— begin Supplied passage —

To follow up… if my understand is right, then adjoint sensitivity analysis can take of advantage from using only a few states out of the N states for the log lik. That would be a huge win since many of my models involve many states, but I actually only need just one of them show up in the log lik. So if that can be exploited, then adjoint will kill forward mode in most settings…but we would need a way to allow users saying which states they actually needed.
I had to think about this a while but no, I don’t think there’s a way to simplify the adjoint equations any more.
The way to see this is look at eqs. 2.13 in http://www.mcs.anl.gov/~hongzh/papers/SISC_FATODE_final.pdf.
In particular,
\lambda' = -f_y^T \lambda
With \lambda_i(t_F) = (g_i)_y
(g_i)_y in this case are the adjoints of our log density with respect to each of the outputs of the ODE (the y indicates they’re adjoints with respect to part of the solution of the ODE, and the i indicates them individually). And now that I look back the FATODES people say the i index is over output functions, so the two sets of i indices are different so be warned haha.

— end Supplied passage —
— begin Data shown —

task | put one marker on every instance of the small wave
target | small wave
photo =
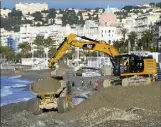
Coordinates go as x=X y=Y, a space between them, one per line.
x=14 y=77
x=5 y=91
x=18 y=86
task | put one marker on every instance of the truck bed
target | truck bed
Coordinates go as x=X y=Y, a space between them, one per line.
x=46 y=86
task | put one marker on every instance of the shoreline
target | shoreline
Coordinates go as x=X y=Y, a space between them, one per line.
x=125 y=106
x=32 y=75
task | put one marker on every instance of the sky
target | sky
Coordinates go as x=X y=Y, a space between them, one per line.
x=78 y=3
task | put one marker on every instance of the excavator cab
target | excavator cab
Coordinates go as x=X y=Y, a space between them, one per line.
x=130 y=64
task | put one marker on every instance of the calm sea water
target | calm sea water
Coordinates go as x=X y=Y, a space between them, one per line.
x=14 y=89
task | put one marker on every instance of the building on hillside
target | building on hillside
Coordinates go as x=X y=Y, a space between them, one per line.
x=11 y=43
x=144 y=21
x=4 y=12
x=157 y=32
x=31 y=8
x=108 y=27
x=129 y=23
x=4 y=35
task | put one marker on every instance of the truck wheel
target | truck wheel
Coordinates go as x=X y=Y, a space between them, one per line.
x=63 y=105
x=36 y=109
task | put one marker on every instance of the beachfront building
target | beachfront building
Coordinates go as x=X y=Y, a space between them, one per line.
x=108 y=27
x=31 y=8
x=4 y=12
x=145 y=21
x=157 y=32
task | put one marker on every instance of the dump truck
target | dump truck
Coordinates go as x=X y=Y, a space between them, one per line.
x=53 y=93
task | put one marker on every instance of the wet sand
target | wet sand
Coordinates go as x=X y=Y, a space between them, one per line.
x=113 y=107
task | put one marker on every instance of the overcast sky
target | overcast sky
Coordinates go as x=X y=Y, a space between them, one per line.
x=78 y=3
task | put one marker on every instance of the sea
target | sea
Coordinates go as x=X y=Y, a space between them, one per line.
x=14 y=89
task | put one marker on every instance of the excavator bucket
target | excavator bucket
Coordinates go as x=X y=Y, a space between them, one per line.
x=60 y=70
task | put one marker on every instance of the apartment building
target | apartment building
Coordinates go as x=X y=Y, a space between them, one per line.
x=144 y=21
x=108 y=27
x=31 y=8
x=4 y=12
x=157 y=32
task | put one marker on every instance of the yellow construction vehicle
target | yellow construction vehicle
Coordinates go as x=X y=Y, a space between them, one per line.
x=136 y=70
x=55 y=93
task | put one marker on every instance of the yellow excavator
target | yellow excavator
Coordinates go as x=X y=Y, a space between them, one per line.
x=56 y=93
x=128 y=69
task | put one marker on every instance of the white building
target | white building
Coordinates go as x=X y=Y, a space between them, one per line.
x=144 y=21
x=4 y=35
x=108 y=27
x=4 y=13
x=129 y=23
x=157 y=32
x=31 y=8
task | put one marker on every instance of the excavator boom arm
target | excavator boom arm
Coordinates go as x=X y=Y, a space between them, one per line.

— end Data shown —

Exercises —
A – Translate this sentence from the adjoint sensitivity thread into Spanish: "I had to think about this a while but no, I don't think there's a way to simplify the adjoint equations any more."
B – Reproduce the adjoint sensitivity thread from "I had to think" up to and including "be warned haha.".
Work from the adjoint sensitivity thread alone, not the data.

Responses in order —
A – Tuve que pensar en esto un rato, pero no, no creo que haya forma de simplificar más las ecuaciones adjuntas.

B –
I had to think about this a while but no, I don’t think there’s a way to simplify the adjoint equations any more.
The way to see this is look at eqs. 2.13 in http://www.mcs.anl.gov/~hongzh/papers/SISC_FATODE_final.pdf.
In particular,
\lambda' = -f_y^T \lambda
With \lambda_i(t_F) = (g_i)_y
(g_i)_y in this case are the adjoints of our log density with respect to each of the outputs of the ODE (the y indicates they’re adjoints with respect to part of the solution of the ODE, and the i indicates them individually). And now that I look back the FATODES people say the i index is over output functions, so the two sets of i indices are different so be warned haha.